→ Source document
>>>>>

Interest rates are at record lows right now. And what that does is, that encourages borrowing to do more spending. And if we do more spending, that’s going to be potentially inflationary as well. What the Fed can do is curtail the amount of money they’re putting into the economy, which is going to increase interest rates.

So for example, it’s going to cost you more now to buy a car. It will cost you more to get a mortgage. It would cost businesses more to go out and borrow if they wanted to expand capacity. They’re hoping that if they do some of that, that’s going to slow down the economy.

The issue with that is … a lot of companies are doing very well during the pandemic. And unless they increase the interest rate to very large increases, companies like Amazon are still going to go out and borrow. If instead of costing 5%, it now costs them 6%, they’re going to say: “It’s still worthwhile for us to borrow money at 6% because we can earn a whole lot more on it. Because right now, we’re doing very well during this pandemic.”

What is the Consumer Price Index (CPI)? How is it calculated?

Consumer Price Index is, essentially said, let’s put together sort of a basket of consumer goods and see what it cost us this year. And then let’s see what it cost us one year from there. And the increase in cost is when the consumer price index says, “On the average, consumer prices went up by 7%.”

Companies like Starbucks and Chipotle have been criticized for giving their CEOs sizable raises and bonuses while increasing prices for consumers. Is that criticism warranted?

<<<<<

→ Study questions
• A. In the interview on inflation, by what average percentage does the Consumer Price Index example say consumer prices went up?
• B. Continue the interview on inflation from the point where it stops.

→ Given entries
>>>>>

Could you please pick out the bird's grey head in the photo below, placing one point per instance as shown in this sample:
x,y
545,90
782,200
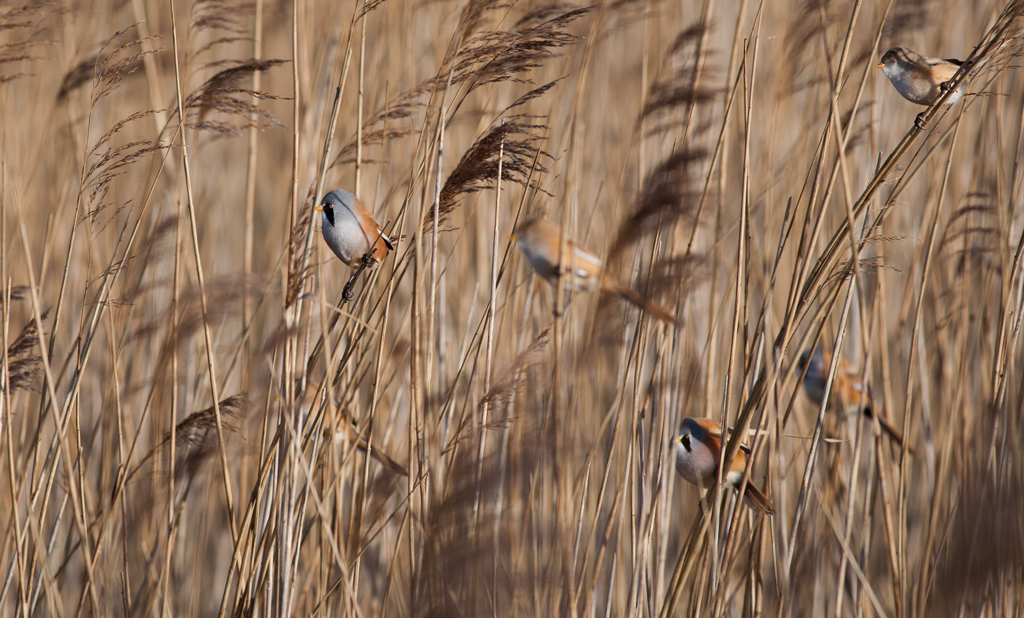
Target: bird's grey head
x,y
898,56
690,431
335,199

<<<<<

→ Answers for this exercise
• A. 7%

• B.
Yes. And there’s the gap between what I call regular workers and the CEO-type positions. That gap has been increasing dramatically over the last few years. So, the compensation for CEOs and senior-level executives is going up. And while the rank-and-file workers are seeing some increase, they’re certainly not seeing anything like that.

So the question that gets asked is, why should they be getting paid so much? And it’s kind of a circular argument because some people say, “Well, we’ve got to pay them that much, or they would leave.”

If a CEO gets paid through stock options, how does that affect the employees?

Let’s suppose I’m in that position and someone says, “We were thinking about the increase in the health-care benefits for our employees.” And I say, “Well, this is what is going to increase our expenses and make our net profit go down.” And our earnings per share go down. And the market doesn’t like the fact that our earnings per share aren’t as good or growing as fast.

So our stock price goes down. So that creates impact on my wealth. Even though it would’ve been good for the employees to give them their better benefits. So yeah. I’m not taking any wages, I might make some decisions that are better for me because of the stock return not necessarily the best for the stakeholders.

When do you expect inflation will cool?

The Russian invasion has created more global economic uncertainty, especially in the oil and natural gas markets. Russia is the world’s second-largest producer in those two markets, behind the U.S. We are already seeing a sharp rise in oil and natural gas prices. It will get much worse if Russia is banned from exporting.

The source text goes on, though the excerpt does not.